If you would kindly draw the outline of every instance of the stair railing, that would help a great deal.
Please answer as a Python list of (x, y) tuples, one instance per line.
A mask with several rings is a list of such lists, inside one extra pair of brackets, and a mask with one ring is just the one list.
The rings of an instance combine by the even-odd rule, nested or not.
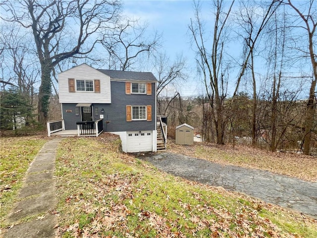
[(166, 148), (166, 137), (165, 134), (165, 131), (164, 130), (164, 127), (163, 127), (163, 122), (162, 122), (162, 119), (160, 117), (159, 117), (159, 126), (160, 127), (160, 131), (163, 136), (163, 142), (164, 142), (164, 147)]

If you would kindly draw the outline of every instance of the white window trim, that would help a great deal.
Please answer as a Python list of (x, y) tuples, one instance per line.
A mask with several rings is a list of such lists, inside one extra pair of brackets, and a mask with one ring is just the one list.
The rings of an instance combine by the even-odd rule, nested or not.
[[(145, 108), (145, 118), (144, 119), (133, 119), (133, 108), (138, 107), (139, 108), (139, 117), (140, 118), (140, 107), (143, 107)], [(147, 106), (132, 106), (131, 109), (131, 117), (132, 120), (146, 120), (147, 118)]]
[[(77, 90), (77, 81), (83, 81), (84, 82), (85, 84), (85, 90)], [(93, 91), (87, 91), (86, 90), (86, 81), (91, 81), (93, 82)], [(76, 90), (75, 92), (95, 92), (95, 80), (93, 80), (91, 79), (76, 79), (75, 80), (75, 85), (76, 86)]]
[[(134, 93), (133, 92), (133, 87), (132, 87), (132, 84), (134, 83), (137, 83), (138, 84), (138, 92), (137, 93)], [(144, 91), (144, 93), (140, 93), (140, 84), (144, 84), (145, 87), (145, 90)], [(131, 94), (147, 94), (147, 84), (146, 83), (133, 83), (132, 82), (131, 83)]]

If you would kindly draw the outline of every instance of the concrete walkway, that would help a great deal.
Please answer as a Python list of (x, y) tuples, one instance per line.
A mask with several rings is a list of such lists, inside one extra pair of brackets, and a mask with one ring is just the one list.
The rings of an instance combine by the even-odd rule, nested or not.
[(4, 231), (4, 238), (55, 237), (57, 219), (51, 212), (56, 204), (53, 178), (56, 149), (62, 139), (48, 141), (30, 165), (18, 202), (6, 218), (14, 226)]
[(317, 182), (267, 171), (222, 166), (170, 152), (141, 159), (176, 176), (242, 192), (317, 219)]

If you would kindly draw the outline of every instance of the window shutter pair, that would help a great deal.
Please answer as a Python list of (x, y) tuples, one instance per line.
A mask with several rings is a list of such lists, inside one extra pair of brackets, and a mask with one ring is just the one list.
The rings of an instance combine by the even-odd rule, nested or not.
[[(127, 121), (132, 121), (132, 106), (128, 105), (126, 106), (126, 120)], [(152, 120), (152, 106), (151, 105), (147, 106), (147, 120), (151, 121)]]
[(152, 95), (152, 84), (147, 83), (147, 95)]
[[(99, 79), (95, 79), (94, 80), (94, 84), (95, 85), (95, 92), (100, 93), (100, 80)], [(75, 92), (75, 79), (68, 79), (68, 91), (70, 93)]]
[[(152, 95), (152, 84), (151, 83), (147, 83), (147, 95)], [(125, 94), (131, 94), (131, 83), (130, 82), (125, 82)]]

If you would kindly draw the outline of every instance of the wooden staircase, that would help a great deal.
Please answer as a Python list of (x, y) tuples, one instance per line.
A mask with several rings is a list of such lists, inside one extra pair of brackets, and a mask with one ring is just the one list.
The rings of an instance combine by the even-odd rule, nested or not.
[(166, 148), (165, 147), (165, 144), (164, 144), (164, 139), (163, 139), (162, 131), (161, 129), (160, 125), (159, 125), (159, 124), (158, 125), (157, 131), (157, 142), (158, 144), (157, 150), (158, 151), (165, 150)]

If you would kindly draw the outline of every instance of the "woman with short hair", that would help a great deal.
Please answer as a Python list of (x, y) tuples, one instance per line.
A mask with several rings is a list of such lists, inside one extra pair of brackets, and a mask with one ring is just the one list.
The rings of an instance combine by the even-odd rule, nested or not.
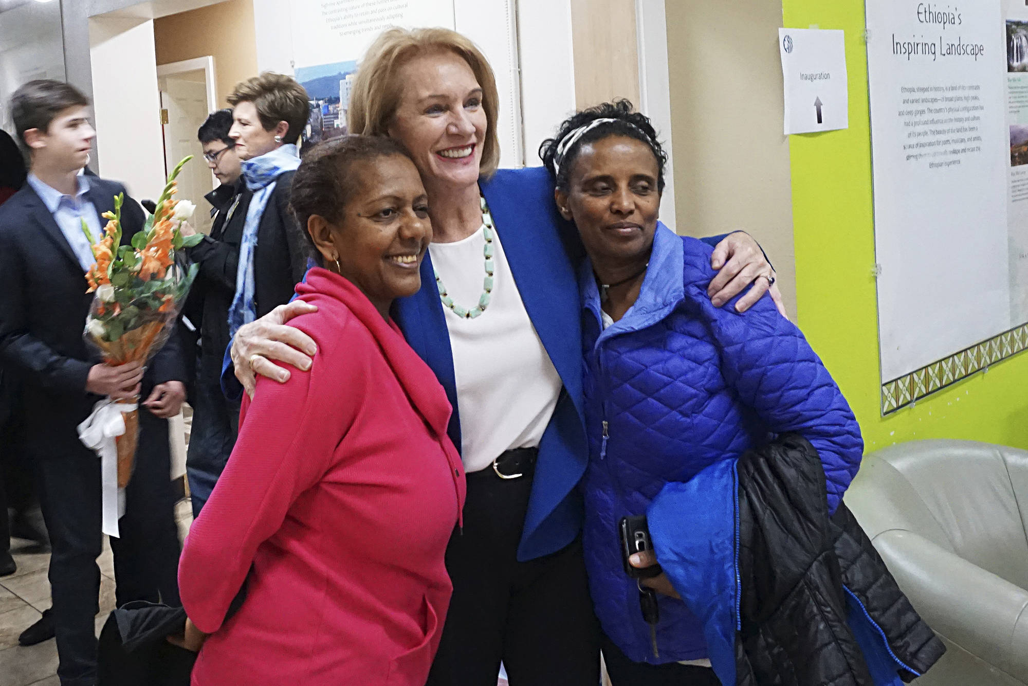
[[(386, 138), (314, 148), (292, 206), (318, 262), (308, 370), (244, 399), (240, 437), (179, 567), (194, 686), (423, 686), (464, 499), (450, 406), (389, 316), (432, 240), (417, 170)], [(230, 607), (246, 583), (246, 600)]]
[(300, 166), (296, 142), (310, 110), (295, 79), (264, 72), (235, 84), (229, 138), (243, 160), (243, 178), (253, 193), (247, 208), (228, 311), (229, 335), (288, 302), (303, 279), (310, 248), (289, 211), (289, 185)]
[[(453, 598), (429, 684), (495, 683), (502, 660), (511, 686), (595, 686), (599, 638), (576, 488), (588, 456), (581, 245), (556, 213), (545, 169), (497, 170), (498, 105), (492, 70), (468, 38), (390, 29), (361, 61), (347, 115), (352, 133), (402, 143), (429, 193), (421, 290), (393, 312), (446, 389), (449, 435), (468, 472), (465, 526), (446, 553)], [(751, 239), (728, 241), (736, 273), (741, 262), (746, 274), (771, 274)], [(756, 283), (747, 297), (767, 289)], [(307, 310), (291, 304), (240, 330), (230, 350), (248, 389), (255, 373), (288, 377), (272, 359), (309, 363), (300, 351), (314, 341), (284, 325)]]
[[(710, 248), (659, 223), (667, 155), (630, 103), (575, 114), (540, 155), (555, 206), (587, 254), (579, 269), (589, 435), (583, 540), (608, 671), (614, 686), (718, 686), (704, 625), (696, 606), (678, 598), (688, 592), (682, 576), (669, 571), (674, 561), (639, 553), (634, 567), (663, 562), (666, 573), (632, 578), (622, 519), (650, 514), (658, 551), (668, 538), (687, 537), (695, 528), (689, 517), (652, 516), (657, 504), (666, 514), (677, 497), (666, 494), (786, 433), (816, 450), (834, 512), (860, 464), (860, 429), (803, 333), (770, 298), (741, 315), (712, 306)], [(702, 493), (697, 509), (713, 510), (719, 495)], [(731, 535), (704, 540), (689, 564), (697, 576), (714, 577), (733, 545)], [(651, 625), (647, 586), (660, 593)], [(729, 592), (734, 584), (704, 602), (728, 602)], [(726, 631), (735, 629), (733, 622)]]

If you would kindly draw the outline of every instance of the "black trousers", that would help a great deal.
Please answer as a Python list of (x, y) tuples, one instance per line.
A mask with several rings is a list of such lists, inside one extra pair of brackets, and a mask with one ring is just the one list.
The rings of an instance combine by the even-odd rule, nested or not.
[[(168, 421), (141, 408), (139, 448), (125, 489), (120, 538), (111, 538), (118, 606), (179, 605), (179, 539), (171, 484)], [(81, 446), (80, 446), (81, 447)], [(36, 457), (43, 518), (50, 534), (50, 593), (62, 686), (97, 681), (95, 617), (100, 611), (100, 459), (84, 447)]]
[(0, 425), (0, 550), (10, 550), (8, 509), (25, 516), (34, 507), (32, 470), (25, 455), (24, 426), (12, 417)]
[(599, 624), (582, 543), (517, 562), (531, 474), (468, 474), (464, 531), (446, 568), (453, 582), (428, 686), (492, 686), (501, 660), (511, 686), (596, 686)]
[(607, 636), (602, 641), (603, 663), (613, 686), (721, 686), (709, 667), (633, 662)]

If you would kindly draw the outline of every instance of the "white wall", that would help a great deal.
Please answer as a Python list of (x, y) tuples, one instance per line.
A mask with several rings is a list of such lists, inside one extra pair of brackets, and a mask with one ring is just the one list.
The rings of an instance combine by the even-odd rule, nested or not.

---

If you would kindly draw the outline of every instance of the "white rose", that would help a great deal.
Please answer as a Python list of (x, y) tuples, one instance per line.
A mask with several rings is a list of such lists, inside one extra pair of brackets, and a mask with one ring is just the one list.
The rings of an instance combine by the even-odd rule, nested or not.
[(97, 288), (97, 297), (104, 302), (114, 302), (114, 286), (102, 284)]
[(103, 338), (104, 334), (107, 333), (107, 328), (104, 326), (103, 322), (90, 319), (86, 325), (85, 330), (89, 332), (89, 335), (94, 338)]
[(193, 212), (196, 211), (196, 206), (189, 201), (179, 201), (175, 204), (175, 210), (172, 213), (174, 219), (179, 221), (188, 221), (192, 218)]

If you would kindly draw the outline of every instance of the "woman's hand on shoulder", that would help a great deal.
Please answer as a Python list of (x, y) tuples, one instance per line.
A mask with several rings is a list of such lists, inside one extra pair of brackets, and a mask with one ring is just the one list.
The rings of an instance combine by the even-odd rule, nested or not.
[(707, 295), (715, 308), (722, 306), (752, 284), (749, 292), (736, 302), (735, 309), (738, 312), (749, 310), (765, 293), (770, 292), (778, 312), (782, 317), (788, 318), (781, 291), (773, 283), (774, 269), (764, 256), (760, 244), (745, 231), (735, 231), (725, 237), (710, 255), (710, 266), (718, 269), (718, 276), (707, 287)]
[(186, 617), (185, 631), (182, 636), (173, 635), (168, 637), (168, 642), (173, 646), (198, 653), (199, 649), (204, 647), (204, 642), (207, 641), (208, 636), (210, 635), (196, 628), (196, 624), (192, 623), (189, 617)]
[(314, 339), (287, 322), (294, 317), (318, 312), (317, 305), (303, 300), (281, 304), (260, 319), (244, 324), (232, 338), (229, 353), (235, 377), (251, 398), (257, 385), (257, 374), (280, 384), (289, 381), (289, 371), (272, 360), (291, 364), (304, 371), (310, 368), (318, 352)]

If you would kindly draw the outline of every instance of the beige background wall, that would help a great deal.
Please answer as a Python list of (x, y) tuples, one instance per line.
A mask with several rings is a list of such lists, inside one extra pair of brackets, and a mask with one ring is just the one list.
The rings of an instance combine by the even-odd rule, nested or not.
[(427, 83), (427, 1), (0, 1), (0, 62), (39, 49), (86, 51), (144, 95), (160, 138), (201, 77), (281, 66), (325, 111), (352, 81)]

■ Written task
Give the lines from the one containing "staircase, that would help a great deal." up to and including the one containing "151), (165, 150)]" as a Markdown table with two columns, Row and Text. Put a row number in Row and the line in Text, and leave out any blank lines.

■ The output
| Row | Text |
|---|---|
| 1 | If you would kindly draw the outline of every instance of the wooden staircase, that would help a great deal. |
| 2 | Please answer as a Python list of (x, y) tuples, one instance per line. |
| 3 | A mask with several rings is a list of such lists, inside one extra pair of brackets, and a mask with one ring is just the one list. |
| 4 | The rings of an instance combine by the even-odd rule, nested or not. |
| 5 | [(166, 148), (165, 147), (165, 144), (164, 144), (164, 139), (163, 139), (162, 131), (161, 129), (160, 125), (159, 125), (159, 124), (158, 125), (157, 131), (157, 142), (158, 144), (157, 150), (158, 151), (165, 150)] |